- TUGAS DIBERIKAN -
Tuliskan kembali tanpa perubahan baris-baris dari daftar di bawah, mulai dari baris yang memuat "the black plant pot — bbox it" sampai baris yang memuat "43,238 -> 158,289". Kedua baris batas itu ikut disertakan.

- ENTRI DATASET -
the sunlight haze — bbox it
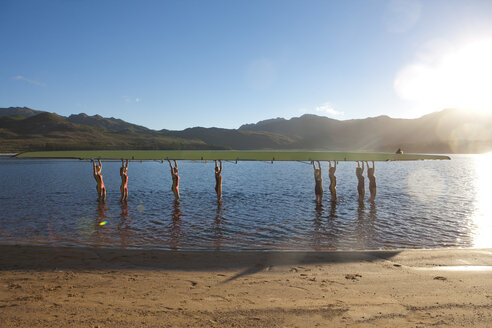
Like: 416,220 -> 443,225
0,0 -> 492,130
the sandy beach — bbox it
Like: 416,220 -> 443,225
0,245 -> 492,327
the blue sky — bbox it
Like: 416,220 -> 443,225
0,0 -> 492,129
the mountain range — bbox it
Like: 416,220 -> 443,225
0,107 -> 492,153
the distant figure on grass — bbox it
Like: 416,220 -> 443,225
215,160 -> 222,201
328,161 -> 337,202
120,160 -> 128,202
91,159 -> 106,202
366,161 -> 376,202
167,160 -> 179,200
355,161 -> 366,202
311,161 -> 323,203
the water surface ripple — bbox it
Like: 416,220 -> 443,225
0,155 -> 492,250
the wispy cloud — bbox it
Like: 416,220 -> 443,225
123,96 -> 142,103
316,102 -> 344,116
12,75 -> 46,87
394,39 -> 492,112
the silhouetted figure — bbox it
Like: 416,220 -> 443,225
167,160 -> 179,199
91,159 -> 106,202
312,161 -> 323,203
366,161 -> 376,202
120,160 -> 128,202
215,160 -> 222,202
328,161 -> 337,202
355,161 -> 366,202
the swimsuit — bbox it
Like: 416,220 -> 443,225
171,174 -> 179,192
314,174 -> 323,195
215,173 -> 222,193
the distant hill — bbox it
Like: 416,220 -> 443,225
239,109 -> 492,153
0,107 -> 43,118
0,107 -> 492,153
0,109 -> 220,152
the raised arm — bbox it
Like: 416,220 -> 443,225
91,158 -> 96,176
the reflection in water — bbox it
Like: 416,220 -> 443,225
97,202 -> 107,226
0,155 -> 492,250
356,202 -> 377,249
472,153 -> 492,247
94,202 -> 107,245
330,201 -> 337,219
118,202 -> 131,247
169,199 -> 183,250
313,202 -> 323,249
213,201 -> 224,250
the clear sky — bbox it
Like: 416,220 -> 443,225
0,0 -> 492,129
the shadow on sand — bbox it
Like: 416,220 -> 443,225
0,245 -> 399,280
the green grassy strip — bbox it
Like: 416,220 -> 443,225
17,150 -> 450,161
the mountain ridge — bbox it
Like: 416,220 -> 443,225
0,107 -> 492,153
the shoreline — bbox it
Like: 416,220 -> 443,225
0,245 -> 492,327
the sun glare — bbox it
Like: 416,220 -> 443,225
473,153 -> 492,247
394,39 -> 492,113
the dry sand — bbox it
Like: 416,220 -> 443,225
0,245 -> 492,327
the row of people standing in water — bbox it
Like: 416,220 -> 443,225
91,159 -> 128,202
91,159 -> 376,203
91,159 -> 222,202
167,160 -> 222,202
312,161 -> 376,203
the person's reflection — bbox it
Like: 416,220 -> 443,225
170,199 -> 183,250
330,202 -> 337,219
213,201 -> 224,250
313,202 -> 323,249
95,202 -> 108,245
357,202 -> 377,249
369,202 -> 378,225
118,202 -> 131,247
97,202 -> 107,226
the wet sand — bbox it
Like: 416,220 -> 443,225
0,245 -> 492,327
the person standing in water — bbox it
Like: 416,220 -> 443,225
355,161 -> 366,202
328,161 -> 337,202
91,159 -> 106,202
312,161 -> 323,203
366,161 -> 376,202
120,160 -> 128,203
215,160 -> 222,201
167,160 -> 179,200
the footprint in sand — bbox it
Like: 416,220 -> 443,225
345,273 -> 362,281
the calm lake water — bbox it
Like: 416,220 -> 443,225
0,154 -> 492,250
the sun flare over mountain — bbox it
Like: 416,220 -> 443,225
394,39 -> 492,113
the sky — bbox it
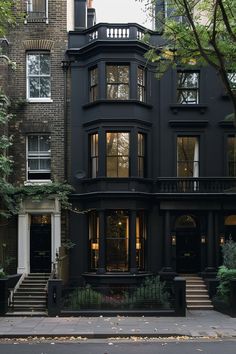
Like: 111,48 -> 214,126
93,0 -> 151,28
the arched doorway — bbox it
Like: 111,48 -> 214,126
175,215 -> 201,273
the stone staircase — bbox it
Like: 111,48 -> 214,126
183,274 -> 213,310
8,273 -> 50,316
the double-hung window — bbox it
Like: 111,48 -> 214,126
89,67 -> 98,102
227,136 -> 236,177
137,66 -> 146,102
90,133 -> 98,178
177,136 -> 199,177
27,52 -> 51,102
227,72 -> 236,91
106,65 -> 130,100
138,133 -> 146,177
27,0 -> 48,22
27,134 -> 51,180
177,71 -> 200,104
106,132 -> 130,177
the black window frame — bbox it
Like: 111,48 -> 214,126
176,70 -> 200,105
105,130 -> 131,178
105,63 -> 131,101
89,66 -> 98,102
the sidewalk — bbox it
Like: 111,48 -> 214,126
0,311 -> 236,338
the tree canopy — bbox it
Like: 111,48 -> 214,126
138,0 -> 236,122
0,0 -> 15,38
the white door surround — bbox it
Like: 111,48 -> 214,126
17,198 -> 61,274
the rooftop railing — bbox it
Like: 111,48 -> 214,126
70,23 -> 146,48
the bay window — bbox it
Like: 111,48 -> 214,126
106,132 -> 130,177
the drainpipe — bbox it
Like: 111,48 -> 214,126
61,60 -> 70,181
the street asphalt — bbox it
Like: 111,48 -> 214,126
0,311 -> 236,338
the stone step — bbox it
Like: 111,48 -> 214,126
187,305 -> 214,310
10,273 -> 50,316
14,299 -> 46,306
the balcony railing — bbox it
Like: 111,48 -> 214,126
26,0 -> 48,22
69,23 -> 146,48
156,177 -> 236,193
88,24 -> 144,42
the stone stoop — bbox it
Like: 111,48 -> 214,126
7,273 -> 50,316
183,275 -> 213,310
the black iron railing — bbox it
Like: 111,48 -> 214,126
156,177 -> 236,193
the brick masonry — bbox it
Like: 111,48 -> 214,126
0,0 -> 67,272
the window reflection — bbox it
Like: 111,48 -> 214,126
106,132 -> 129,177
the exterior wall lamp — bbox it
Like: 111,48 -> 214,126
220,234 -> 225,246
171,235 -> 176,246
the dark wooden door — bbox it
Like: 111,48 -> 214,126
30,224 -> 51,273
176,230 -> 201,273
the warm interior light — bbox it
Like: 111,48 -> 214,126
220,235 -> 225,245
92,243 -> 99,251
171,235 -> 176,246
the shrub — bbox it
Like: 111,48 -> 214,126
216,266 -> 236,302
222,238 -> 236,269
65,285 -> 102,310
132,276 -> 170,308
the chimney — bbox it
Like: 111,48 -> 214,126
75,0 -> 87,31
87,0 -> 96,28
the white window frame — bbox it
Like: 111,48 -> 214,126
25,0 -> 48,24
26,51 -> 53,103
26,134 -> 52,183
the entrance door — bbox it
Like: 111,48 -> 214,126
30,215 -> 51,273
176,229 -> 201,273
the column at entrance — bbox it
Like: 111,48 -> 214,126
130,210 -> 138,273
205,211 -> 215,273
162,210 -> 173,272
17,213 -> 30,274
97,210 -> 106,274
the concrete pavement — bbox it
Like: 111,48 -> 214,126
0,311 -> 236,338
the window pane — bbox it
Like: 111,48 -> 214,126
118,133 -> 129,156
138,68 -> 145,86
178,72 -> 199,88
106,65 -> 129,100
118,156 -> 129,177
39,159 -> 51,171
117,84 -> 129,100
40,54 -> 50,75
107,85 -> 118,100
28,135 -> 38,152
29,77 -> 40,98
106,211 -> 129,271
40,77 -> 51,97
228,136 -> 236,177
27,54 -> 40,75
228,73 -> 236,90
106,132 -> 129,177
107,157 -> 118,177
39,135 -> 51,152
177,137 -> 199,177
177,90 -> 198,104
117,65 -> 129,84
107,133 -> 118,156
107,65 -> 118,83
177,72 -> 199,104
28,159 -> 39,170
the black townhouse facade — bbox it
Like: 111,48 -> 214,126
67,1 -> 236,283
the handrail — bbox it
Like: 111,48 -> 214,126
9,273 -> 26,310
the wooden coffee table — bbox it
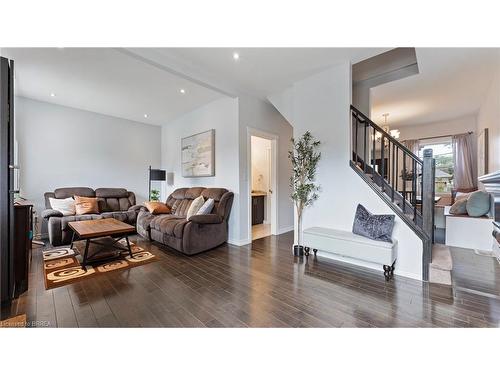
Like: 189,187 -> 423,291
68,219 -> 135,269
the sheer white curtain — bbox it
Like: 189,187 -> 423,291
403,139 -> 420,156
451,134 -> 477,189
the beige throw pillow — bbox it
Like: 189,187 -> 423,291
49,197 -> 76,216
186,195 -> 205,220
75,195 -> 99,215
144,201 -> 170,215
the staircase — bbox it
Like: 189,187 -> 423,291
350,106 -> 451,284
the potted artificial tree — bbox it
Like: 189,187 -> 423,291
288,131 -> 321,256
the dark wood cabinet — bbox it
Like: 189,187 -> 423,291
13,201 -> 33,298
252,195 -> 265,225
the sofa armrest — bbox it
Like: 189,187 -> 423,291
189,214 -> 222,224
42,208 -> 63,219
127,204 -> 146,212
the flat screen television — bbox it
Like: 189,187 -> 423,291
0,57 -> 16,304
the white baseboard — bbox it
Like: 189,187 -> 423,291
227,238 -> 252,246
278,225 -> 293,234
318,250 -> 422,280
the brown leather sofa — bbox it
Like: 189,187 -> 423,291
42,187 -> 142,246
137,187 -> 234,255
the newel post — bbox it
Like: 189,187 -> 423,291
422,149 -> 436,281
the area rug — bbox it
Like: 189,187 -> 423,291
43,239 -> 158,289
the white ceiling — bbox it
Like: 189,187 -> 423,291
123,48 -> 390,98
2,48 -> 222,125
371,48 -> 500,127
2,48 -> 389,125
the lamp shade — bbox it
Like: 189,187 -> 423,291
149,169 -> 166,181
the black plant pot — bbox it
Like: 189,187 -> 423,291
293,245 -> 304,257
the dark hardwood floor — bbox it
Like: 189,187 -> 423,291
3,233 -> 500,327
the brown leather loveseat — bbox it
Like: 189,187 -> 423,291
137,187 -> 234,255
42,187 -> 142,246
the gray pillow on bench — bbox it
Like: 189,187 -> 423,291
352,204 -> 395,242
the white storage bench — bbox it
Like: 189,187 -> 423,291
303,227 -> 397,280
444,206 -> 494,251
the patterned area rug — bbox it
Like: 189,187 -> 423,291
43,238 -> 158,289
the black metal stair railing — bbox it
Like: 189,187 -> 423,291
350,106 -> 435,281
351,106 -> 433,236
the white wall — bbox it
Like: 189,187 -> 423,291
161,98 -> 240,243
239,96 -> 293,243
272,62 -> 422,279
16,97 -> 161,220
395,114 -> 477,140
477,57 -> 500,173
161,96 -> 293,245
251,136 -> 272,224
398,114 -> 479,184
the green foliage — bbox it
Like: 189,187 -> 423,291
149,189 -> 160,202
288,131 -> 321,218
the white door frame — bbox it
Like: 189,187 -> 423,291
247,126 -> 279,242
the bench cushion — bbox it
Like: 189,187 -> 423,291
303,227 -> 397,265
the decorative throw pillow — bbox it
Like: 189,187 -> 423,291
352,204 -> 395,242
49,197 -> 76,216
186,195 -> 205,220
467,190 -> 491,217
450,197 -> 467,215
196,198 -> 215,215
144,202 -> 170,215
75,195 -> 99,215
170,200 -> 181,215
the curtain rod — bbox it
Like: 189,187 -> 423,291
406,132 -> 474,141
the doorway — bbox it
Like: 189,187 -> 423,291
248,130 -> 277,241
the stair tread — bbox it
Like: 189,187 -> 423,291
429,268 -> 451,285
430,244 -> 453,271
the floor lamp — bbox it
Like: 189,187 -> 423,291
148,166 -> 166,200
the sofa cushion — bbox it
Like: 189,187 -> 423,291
49,197 -> 76,216
95,188 -> 135,212
201,188 -> 227,202
184,187 -> 205,199
54,187 -> 95,199
144,202 -> 170,215
170,188 -> 188,199
352,204 -> 395,243
186,195 -> 205,220
151,214 -> 184,230
174,199 -> 193,217
157,218 -> 188,238
137,211 -> 156,232
196,198 -> 215,215
450,198 -> 467,215
75,195 -> 99,215
95,188 -> 128,198
467,191 -> 491,217
101,211 -> 137,224
61,215 -> 102,231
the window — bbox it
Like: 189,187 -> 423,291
418,137 -> 454,194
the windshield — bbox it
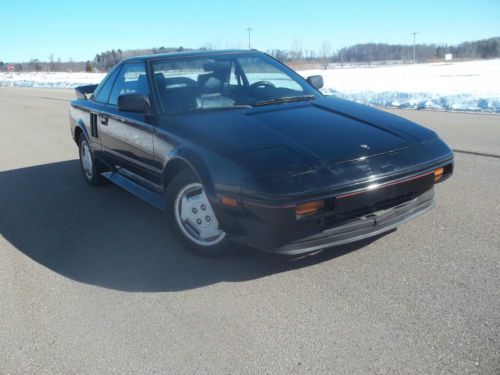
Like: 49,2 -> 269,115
152,54 -> 320,114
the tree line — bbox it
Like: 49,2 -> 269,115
0,37 -> 500,72
268,37 -> 500,63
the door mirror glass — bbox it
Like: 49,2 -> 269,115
307,76 -> 323,90
118,94 -> 150,113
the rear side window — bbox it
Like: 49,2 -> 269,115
94,69 -> 120,103
109,63 -> 149,105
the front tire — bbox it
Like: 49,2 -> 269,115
166,170 -> 231,257
78,134 -> 107,186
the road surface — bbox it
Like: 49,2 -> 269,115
0,88 -> 500,374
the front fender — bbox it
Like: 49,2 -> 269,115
166,145 -> 248,206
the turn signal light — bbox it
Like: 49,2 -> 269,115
434,168 -> 444,182
295,201 -> 325,216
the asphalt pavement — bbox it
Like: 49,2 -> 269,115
0,88 -> 500,374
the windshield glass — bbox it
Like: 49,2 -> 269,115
152,54 -> 320,114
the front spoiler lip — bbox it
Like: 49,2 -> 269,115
263,189 -> 435,255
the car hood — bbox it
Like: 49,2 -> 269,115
175,97 -> 436,173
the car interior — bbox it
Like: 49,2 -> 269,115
154,60 -> 303,114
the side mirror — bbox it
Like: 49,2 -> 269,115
307,76 -> 323,90
118,94 -> 151,113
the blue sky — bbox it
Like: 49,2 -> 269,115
0,0 -> 500,62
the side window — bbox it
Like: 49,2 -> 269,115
94,69 -> 120,103
109,63 -> 149,105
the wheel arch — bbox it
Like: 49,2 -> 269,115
163,147 -> 217,201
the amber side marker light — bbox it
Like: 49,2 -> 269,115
220,196 -> 238,207
434,168 -> 444,182
295,201 -> 325,216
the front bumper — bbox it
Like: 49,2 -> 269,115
272,189 -> 435,255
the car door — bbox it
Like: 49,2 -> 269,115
99,62 -> 158,184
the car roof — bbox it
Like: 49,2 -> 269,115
122,49 -> 262,63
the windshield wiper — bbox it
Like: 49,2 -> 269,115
253,95 -> 316,107
169,104 -> 252,115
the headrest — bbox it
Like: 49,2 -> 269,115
203,77 -> 222,94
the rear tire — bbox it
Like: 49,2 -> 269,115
78,134 -> 108,186
166,169 -> 231,257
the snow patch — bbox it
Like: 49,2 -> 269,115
0,59 -> 500,113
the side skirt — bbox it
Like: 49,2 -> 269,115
102,172 -> 165,211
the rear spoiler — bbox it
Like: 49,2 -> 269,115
75,85 -> 98,100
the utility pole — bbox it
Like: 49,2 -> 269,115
411,31 -> 418,64
246,27 -> 252,49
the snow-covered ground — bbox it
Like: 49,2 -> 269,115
300,59 -> 500,112
0,59 -> 500,113
0,72 -> 106,89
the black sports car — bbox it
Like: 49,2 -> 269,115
70,51 -> 453,255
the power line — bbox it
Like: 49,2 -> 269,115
411,31 -> 418,64
245,27 -> 253,49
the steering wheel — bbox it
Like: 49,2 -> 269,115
248,81 -> 276,91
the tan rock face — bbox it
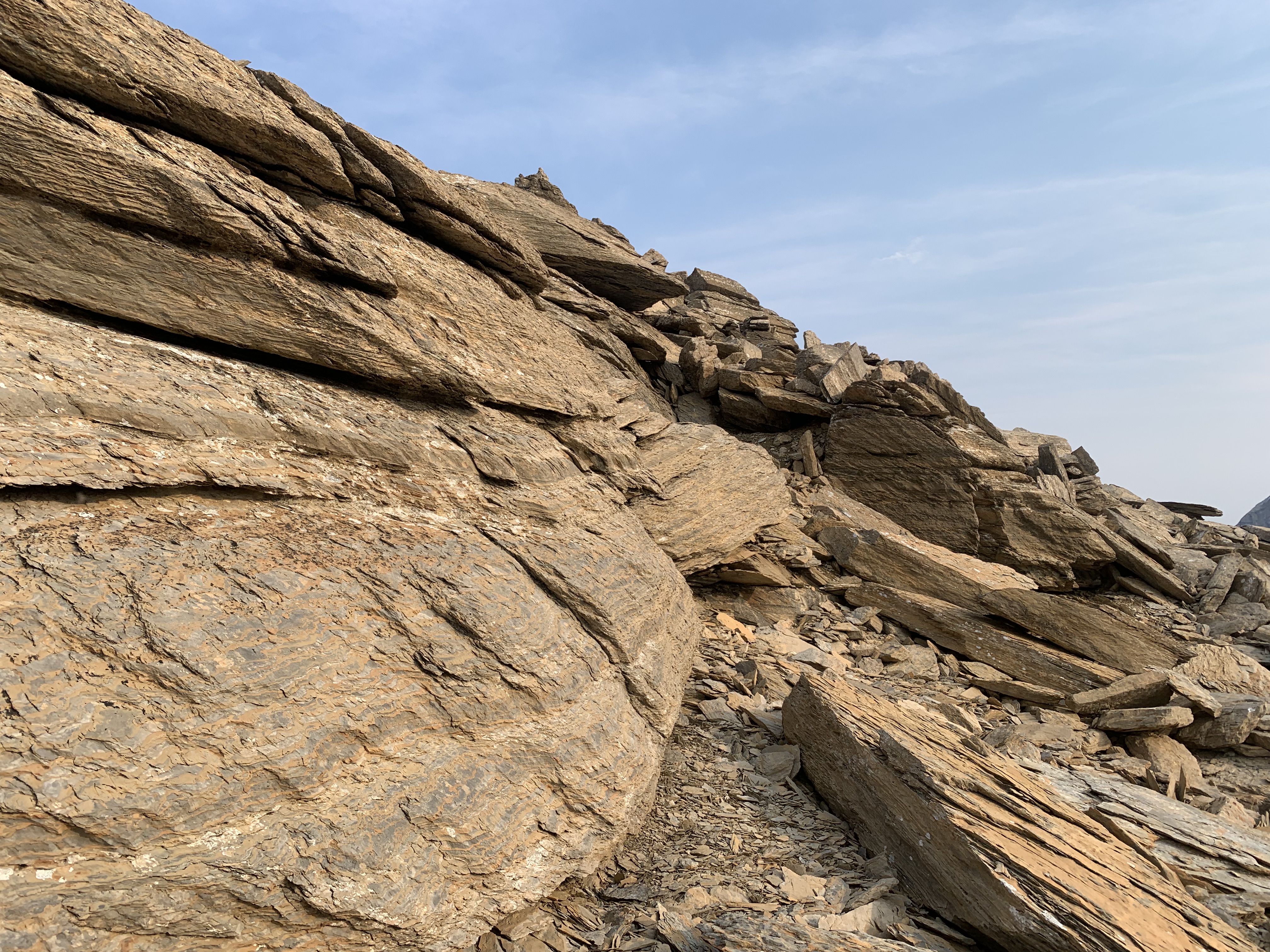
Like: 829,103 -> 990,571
631,423 -> 789,572
0,306 -> 696,948
0,3 -> 721,949
823,404 -> 1115,590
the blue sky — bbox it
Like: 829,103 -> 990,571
137,0 -> 1270,520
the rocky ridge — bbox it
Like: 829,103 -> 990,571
0,0 -> 1270,952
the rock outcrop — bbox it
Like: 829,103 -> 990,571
0,0 -> 1270,952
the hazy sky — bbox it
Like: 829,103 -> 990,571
137,0 -> 1270,522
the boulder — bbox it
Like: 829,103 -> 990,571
822,404 -> 1115,590
784,677 -> 1251,952
839,581 -> 1123,693
981,589 -> 1194,674
0,0 -> 353,198
0,71 -> 615,415
447,174 -> 687,311
630,423 -> 789,572
0,305 -> 699,948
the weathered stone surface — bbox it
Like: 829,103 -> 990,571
687,268 -> 758,307
0,72 -> 398,297
1067,672 -> 1174,713
817,525 -> 1036,610
0,175 -> 615,415
631,423 -> 789,572
1094,707 -> 1195,734
343,131 -> 550,291
1177,645 -> 1270,697
982,589 -> 1194,674
0,306 -> 696,949
1176,693 -> 1270,750
784,678 -> 1251,952
970,678 -> 1063,705
447,174 -> 687,311
756,390 -> 833,418
823,409 -> 1114,589
0,0 -> 353,198
719,387 -> 794,433
1124,728 -> 1210,800
716,552 -> 794,585
841,581 -> 1121,693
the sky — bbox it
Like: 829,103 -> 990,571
136,0 -> 1270,522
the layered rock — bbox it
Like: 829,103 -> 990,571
0,3 -> 721,949
0,0 -> 1270,952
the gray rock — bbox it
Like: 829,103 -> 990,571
1175,693 -> 1266,750
630,423 -> 789,572
687,268 -> 758,307
0,305 -> 701,948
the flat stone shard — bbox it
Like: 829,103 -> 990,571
448,175 -> 687,311
784,677 -> 1252,952
817,525 -> 1035,610
842,581 -> 1123,693
1067,672 -> 1174,713
982,589 -> 1194,673
1094,707 -> 1195,734
1176,693 -> 1270,750
822,404 -> 1115,590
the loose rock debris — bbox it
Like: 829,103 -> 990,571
0,0 -> 1270,952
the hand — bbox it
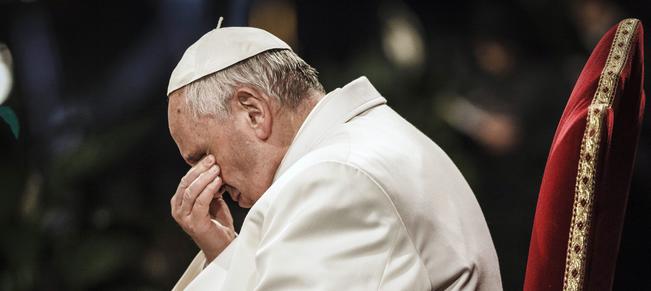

- JAWABAN TERTULIS -
the black plant pot — bbox it
Like: 189,187 -> 423,291
293,245 -> 304,257
the dark hardwood floor — bbox it
Like: 189,187 -> 423,291
3,233 -> 500,327
the brown leather loveseat — bbox it
Like: 189,187 -> 423,291
137,187 -> 234,255
42,187 -> 142,246
the gray pillow on bench — bbox it
Like: 189,187 -> 423,291
352,204 -> 395,242
the white storage bench — bbox it
Like: 189,187 -> 423,291
303,227 -> 397,280
444,206 -> 494,251
the patterned area rug — bbox it
Like: 189,187 -> 423,291
43,238 -> 158,289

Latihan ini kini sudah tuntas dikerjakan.